-- start --
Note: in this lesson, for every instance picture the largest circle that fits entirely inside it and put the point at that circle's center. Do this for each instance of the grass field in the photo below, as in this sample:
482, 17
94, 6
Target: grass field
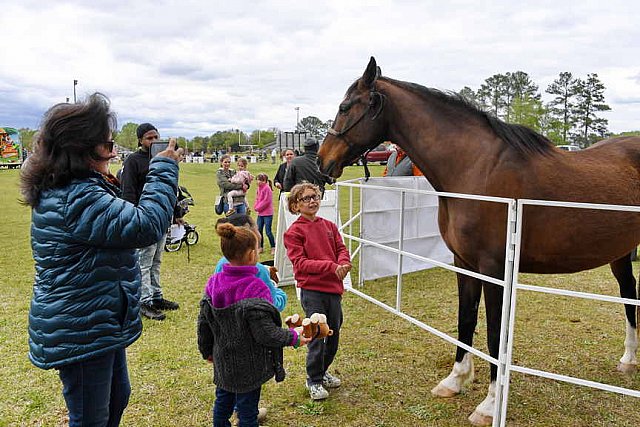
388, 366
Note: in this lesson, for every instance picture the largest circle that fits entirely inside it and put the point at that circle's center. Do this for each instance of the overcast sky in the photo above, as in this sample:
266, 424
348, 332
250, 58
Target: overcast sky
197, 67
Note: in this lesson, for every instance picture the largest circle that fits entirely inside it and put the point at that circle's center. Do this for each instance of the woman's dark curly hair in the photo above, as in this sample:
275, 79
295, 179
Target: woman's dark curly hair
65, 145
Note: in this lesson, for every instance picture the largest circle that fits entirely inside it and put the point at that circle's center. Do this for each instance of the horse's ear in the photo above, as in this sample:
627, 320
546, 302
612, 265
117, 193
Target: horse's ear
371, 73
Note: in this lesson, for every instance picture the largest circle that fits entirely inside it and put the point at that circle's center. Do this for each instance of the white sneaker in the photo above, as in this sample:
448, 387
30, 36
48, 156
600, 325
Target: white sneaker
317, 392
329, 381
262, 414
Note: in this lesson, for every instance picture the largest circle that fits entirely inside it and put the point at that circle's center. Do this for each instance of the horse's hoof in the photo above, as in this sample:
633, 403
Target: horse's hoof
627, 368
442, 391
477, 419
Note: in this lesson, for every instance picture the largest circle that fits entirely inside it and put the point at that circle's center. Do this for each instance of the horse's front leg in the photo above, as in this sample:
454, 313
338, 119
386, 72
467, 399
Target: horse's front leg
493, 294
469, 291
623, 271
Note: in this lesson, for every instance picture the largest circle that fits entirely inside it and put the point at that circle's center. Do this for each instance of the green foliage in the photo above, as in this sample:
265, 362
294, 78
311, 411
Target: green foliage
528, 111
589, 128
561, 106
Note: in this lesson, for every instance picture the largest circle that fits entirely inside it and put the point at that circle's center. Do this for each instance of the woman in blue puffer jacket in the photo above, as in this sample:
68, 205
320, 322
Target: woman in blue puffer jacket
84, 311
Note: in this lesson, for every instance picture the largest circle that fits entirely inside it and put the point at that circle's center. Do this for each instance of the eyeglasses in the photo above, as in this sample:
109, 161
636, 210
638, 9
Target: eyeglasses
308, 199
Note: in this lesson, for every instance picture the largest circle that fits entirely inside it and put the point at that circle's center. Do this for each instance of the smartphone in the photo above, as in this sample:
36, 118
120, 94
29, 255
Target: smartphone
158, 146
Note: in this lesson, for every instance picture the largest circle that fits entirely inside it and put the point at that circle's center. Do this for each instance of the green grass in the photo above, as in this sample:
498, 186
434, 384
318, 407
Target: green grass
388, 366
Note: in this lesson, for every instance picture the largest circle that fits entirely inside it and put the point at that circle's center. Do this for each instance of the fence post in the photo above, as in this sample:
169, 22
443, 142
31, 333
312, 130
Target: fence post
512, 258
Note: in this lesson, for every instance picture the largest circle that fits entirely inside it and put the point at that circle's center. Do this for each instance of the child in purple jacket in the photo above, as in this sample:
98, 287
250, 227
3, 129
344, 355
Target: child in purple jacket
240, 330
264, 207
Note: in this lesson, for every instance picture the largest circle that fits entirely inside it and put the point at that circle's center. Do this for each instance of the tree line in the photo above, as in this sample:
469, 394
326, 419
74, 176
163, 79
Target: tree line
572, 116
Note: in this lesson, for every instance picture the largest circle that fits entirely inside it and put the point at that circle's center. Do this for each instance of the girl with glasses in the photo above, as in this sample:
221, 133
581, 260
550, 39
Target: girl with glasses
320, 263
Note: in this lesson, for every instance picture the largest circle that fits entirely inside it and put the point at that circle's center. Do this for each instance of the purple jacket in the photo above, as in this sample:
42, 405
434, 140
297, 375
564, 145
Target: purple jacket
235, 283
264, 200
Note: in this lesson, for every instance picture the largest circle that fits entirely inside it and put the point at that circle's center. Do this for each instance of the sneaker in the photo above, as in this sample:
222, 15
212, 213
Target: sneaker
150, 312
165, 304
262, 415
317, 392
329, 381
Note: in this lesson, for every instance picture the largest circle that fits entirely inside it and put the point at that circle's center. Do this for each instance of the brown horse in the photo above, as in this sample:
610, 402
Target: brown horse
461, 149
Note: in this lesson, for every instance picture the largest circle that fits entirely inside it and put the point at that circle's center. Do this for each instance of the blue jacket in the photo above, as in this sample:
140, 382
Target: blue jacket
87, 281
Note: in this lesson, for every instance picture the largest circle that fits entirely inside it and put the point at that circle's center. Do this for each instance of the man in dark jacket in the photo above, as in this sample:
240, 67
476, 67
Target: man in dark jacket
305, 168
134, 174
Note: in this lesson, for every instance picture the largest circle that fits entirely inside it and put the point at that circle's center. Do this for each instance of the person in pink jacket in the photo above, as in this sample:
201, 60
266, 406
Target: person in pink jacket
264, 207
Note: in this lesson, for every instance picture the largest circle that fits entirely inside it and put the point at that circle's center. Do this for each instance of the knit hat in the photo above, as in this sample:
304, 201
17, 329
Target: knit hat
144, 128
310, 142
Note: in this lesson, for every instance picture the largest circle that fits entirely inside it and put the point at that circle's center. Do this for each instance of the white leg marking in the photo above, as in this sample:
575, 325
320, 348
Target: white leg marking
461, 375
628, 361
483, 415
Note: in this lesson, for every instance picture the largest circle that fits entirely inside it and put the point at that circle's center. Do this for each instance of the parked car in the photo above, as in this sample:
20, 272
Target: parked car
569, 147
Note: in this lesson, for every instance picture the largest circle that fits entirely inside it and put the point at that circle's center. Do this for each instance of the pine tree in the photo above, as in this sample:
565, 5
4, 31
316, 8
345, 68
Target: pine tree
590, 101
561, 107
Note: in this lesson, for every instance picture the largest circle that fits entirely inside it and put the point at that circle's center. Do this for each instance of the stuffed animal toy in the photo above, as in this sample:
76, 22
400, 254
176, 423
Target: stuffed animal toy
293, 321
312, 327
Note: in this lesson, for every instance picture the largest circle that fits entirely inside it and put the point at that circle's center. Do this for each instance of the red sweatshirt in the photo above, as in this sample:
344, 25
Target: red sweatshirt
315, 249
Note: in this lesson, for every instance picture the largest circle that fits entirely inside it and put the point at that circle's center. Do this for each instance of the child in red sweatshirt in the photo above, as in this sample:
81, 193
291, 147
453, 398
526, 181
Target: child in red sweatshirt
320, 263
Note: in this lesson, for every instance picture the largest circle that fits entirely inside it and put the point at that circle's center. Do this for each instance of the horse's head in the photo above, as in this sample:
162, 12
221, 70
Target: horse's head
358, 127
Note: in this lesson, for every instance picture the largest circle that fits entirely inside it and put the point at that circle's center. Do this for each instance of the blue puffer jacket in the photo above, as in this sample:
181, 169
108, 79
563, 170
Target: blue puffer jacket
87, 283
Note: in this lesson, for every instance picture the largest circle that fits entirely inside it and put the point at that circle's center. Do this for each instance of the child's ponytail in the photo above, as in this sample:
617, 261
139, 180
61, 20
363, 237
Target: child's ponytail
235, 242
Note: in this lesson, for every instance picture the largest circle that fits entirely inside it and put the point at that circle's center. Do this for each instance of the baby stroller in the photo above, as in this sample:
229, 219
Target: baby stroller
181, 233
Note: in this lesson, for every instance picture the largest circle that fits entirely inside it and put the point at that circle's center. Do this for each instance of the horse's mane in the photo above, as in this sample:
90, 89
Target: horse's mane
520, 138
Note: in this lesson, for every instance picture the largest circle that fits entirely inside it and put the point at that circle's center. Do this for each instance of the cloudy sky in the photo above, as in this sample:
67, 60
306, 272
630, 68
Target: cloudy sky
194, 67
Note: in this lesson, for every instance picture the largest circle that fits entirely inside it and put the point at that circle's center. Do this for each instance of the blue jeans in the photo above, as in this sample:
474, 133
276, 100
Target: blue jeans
-- end --
GOAL OF THE EXERCISE -> Output only the lines running from the line with "of the baby" through the final line of the data, inclusive.

SOLUTION TO THIS EXERCISE ->
Note: in this lesson, for every instance picture the largest circle that fits entirely inside it and put the point at that circle's center. Do this for each instance of the baby stroller in the photo above, as in this sample:
229, 219
Target: baby stroller
181, 233
Note: in this lesson, for every instance picture the largest circle that fits entirely inside it and put the point at that circle's center. Do this for each instance of the horse's mane in the photo above, as in this sample:
90, 89
Target: horse's mane
520, 138
Note: in this lesson, for every instance picture the largest circle that fits entirely inside it and put the point at that circle's center. Do this for each instance of the cloudy sky in the photo above, as in this sample:
67, 60
306, 272
630, 68
Target: cloudy sky
194, 67
Note: in this lesson, for every instance picture the largest circle that fits entirely inside it and put the point at that circle's center. Do this for each instance of the blue jeans in the photo above, as in this sample:
474, 133
276, 100
Target: blue jeans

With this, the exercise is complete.